* start GIVEN DATA *

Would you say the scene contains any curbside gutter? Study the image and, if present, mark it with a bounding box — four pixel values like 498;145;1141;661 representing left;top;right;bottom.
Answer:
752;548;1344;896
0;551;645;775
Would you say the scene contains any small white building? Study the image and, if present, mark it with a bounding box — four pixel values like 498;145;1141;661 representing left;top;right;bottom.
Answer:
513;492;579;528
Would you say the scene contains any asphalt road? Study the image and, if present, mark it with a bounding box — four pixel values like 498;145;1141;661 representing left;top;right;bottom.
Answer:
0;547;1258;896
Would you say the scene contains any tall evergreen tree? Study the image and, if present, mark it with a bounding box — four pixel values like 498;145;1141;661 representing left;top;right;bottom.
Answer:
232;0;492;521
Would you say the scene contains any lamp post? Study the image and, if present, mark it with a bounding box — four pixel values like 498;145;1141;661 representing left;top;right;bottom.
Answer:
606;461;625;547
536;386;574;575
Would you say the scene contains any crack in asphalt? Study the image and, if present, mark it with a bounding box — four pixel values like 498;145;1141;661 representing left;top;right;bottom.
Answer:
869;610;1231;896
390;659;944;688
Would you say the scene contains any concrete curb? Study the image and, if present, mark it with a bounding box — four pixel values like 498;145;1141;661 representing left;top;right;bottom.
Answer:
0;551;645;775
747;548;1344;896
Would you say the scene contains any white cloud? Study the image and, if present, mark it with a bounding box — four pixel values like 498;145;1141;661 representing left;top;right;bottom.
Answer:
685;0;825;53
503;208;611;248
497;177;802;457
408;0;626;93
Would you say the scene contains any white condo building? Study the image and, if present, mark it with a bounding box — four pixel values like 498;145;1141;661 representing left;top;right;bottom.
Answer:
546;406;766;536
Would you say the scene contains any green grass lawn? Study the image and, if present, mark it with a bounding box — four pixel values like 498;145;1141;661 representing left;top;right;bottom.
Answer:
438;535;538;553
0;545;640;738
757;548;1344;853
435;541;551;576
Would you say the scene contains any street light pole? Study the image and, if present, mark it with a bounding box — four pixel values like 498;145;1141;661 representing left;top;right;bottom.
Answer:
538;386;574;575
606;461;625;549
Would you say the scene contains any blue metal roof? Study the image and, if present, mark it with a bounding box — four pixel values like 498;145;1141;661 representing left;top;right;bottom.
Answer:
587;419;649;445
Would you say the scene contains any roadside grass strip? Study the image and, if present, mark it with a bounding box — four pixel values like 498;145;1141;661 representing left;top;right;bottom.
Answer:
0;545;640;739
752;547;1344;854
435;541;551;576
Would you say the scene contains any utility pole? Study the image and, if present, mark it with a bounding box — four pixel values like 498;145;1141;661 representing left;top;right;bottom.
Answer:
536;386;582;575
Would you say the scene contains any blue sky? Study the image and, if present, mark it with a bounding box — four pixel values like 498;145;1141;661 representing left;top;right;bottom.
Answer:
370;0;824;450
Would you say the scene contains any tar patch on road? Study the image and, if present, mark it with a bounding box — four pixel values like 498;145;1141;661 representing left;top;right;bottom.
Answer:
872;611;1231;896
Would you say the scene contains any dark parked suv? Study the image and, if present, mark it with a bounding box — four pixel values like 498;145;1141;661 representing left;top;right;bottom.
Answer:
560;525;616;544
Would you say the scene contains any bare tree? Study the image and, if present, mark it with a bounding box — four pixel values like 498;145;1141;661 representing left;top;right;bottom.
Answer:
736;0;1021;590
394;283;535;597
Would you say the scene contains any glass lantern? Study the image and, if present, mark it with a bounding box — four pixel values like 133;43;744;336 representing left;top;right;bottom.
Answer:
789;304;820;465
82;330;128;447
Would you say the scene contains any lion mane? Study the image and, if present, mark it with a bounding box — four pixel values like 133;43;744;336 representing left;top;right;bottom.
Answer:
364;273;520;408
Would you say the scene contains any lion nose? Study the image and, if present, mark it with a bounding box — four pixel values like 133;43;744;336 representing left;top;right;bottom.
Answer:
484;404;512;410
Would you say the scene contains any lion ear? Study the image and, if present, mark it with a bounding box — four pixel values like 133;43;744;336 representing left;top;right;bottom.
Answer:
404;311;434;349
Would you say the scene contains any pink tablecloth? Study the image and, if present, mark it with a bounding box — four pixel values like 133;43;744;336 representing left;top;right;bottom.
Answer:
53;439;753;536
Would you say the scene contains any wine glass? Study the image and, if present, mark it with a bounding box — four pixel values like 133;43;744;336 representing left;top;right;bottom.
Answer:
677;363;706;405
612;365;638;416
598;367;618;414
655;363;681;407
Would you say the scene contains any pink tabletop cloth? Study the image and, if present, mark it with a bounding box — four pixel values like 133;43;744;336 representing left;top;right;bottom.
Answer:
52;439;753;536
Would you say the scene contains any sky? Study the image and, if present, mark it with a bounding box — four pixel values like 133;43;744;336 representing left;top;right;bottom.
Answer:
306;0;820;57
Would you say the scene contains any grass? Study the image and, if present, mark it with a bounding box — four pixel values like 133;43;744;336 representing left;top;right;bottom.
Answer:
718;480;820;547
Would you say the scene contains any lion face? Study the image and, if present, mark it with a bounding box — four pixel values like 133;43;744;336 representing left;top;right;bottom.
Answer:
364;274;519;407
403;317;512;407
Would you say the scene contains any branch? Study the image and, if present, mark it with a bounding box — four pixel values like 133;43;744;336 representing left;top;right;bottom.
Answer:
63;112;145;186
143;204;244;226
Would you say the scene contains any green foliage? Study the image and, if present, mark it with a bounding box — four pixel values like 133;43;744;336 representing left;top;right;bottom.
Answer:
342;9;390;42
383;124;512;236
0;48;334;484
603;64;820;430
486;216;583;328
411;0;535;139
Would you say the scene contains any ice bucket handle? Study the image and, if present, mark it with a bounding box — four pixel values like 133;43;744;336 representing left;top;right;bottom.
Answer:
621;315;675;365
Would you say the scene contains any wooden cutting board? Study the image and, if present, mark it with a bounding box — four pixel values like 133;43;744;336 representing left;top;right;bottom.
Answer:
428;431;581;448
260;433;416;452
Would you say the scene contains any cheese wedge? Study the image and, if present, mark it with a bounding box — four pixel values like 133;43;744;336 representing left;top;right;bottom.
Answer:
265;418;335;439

* end GIVEN DATA *

### REQUIRED TASK
Identify every line in the rows that contains the word "asphalt", and copy each of those lines.

### EXERCISE RESULT
Would you say the scene contains any asphalt road? Study the image and, if present, mark it with a bounding box — four pixel values like 498;145;1141;661 representing left;top;right;bottom.
Would you say the scene contains any crack in asphalt? Study the image and, if present, mark it with a bounding box — four pixel values like 498;145;1141;661 representing left;top;right;bottom.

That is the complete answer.